### Les consignes:
• a. Selon l'extrait cité, à quel moment Gallen tombe-t-il amoureux de Mary Slöör ?
• b. Traduisez en anglais, s'il vous plaît, cette phrase de l'extrait cité : « Axel et Mary se marient trois ans plus tard, en mai 1890. »

Un Scandinave à Paris : Akseli Gallen-Kallela (Finlande 1865 - Suède 1931)

La Nature Mystique exposée au Musée Jacquemart-André

L’art et la vie d’Akseli Gallen-Kallela peuvent être placés sous le signe du contraste. Sensible et mélancolique, son œuvre oscille entre sereines toiles édéniques et sombres gravures symbolistes. Du fruit de son travail résulte plus de mille peintures à l’huile, de nombreux dessins et esquisses et plus d’une centaine de gravures. Une séléction de ses plus belles oeuvres est à contempler sur les élégantes cimanises du musée jacquemart-andré du 11 mars au 25 juillet 2022. Cette formidable exposition nous fait voyager à la suite de l’artiste à travers les forêts enneigées et immaculées d’une nature finlandaise aux accents mystiques et ésotériques… Suivez le guide !

 

« Mon travail me cause tant de tournements que je suis prêt à dire que pour moi, créer c’est souffrir. Mais alors que la résignation s’abat sur moi, je remarque qu’il reste encore beaucoup de choses non étudiées, beaucoup de problèmes non résolus qui pourraient l’être grâce à la vie elle-même. Petit à petit, mon état d’esprit s’améliore, et malgré tous mes tourments, je peux dire que j’ai connu une vraie joie de vivre. » A. G-K

De Signorelli à Doré Musée de Strasbourg

Romance Finnoise

Akseli Gallen-Kallela (1865-1931) Mary brodant sur le porche de Kalela, vers 1897, huile sur toile, Collection particulière via Musée Gallen-Kallel

 « Dans les grands pays dits civilisés, en Allemagne, en France, en Angleterre ou en Italie, mon mal du pays m’a empêché de peindre les paysages de ces nations, ou de brosser les caractéristiques de la vie de leurs peuples – je n’y suis jamais parvenu, et pourtant, de temps en temps, ce n’est pas l’envie qui m’en manquait. » Au printemps 1884, le jeune Gallen, alors âgé de 19 ans, finit ses études d’art à Helsinki. En automne, il part pour son premier voyage d’étude à Paris. Il y suit tout d’abord les cours de l’Académie Julian, sous l’enseignement du peintre Pompier William Bouguereau. Les boulevards et les cafés typiquement parisiens offrent alors une multitude de sujets fascinants à ce jeune finlandais ardent de savourer la vie animée d’une grande ville avec la même intensité qu’il a eu pour le silence de ses contrées inhabitées. Au printemps 1887, alors brièvement de retour en Finlande, Gallen tombe fou amoureux de Mary Slöör, sœur d’un ami d’enfance. Ce coup de foudre rend à son retour sa vie parisienne plus nostalgique encore, car outre le mal du pays, son amour le ronge. L’artiste la représente ici de profil quelques années plus tard, les yeux penchés sur son ouvrage brodé (destiné à l’ornementation de leur maison baptisée Kalela) au sein d’une atmosphère lacustre et idyllique entourée de splendides roses écloses dont la moellosité des pétales fait écho aux manches gigot de la robe émeraude dont elle est revêtue. Axel et Mary se marient trois ans plus tard, en mai 1890. Pour leur voyage de noces, ils partent en Carélie. Ce voyage se révèle être une fantastique source d’inspiration pour l’artiste qui réalise de nombreux dessins qui l’aideront à élaborer ses futures œuvres peintes. L’artiste y réinterprètera la nature nordique avec sensibilité, créant de sublimes paysages aux accents symphoniques et lyriques.

### Lignes fournies:
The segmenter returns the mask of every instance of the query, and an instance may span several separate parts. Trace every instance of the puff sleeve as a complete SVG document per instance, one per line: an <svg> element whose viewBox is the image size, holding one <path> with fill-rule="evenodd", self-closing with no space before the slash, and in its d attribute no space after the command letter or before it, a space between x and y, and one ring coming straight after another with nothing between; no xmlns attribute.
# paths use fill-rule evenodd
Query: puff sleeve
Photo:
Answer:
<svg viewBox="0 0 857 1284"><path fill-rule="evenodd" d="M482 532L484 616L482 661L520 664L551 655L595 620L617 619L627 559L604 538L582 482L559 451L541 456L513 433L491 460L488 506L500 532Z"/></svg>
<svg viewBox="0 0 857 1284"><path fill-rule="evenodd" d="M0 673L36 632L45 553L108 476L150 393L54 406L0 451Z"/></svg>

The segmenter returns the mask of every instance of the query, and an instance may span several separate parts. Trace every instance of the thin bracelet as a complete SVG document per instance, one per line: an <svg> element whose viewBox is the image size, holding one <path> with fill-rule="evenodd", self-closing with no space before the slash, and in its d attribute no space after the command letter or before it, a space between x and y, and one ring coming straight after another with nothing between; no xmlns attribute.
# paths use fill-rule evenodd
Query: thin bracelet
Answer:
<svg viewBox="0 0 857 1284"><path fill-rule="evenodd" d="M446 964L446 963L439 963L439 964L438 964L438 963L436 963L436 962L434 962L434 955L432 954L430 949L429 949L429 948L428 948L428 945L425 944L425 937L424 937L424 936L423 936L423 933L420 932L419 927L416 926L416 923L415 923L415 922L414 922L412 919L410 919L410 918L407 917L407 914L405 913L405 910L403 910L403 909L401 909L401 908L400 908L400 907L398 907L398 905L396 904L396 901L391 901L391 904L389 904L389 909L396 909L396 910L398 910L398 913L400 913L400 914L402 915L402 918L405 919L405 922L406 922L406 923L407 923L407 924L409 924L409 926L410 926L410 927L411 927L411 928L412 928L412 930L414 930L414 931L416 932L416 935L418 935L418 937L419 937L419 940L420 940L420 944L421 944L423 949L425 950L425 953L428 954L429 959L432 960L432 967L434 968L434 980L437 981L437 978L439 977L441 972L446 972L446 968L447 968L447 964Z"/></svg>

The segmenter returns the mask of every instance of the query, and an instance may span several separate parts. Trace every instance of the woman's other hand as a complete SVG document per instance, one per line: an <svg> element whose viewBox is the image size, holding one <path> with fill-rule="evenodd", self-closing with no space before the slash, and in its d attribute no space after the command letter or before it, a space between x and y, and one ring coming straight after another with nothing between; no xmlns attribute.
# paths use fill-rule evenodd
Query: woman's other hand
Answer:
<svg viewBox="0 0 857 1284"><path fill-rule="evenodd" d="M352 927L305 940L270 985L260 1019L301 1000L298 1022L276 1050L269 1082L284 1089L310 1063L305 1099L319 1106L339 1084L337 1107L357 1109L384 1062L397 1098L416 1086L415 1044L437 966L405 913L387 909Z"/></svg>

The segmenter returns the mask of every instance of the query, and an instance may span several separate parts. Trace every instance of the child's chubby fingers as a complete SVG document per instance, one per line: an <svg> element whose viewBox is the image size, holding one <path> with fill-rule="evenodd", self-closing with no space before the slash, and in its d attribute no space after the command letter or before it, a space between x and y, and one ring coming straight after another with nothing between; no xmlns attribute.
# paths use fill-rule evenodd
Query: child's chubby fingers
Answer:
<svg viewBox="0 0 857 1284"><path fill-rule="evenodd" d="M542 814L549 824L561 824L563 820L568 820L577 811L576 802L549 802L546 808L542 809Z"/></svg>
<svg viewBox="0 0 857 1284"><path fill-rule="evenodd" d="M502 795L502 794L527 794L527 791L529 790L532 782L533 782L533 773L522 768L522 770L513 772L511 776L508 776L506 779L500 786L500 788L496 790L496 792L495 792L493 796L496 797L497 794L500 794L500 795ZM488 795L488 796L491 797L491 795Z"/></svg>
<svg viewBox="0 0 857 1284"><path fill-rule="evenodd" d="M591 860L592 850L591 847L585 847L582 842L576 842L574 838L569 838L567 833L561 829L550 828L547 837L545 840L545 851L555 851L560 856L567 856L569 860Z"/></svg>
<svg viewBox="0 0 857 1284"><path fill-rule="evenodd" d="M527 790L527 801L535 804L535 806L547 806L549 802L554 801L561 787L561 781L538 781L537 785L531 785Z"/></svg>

### Réponses par consigne:
• a. Au printemps 1887.

• b. Axel and Mary married three years later, in May 1890.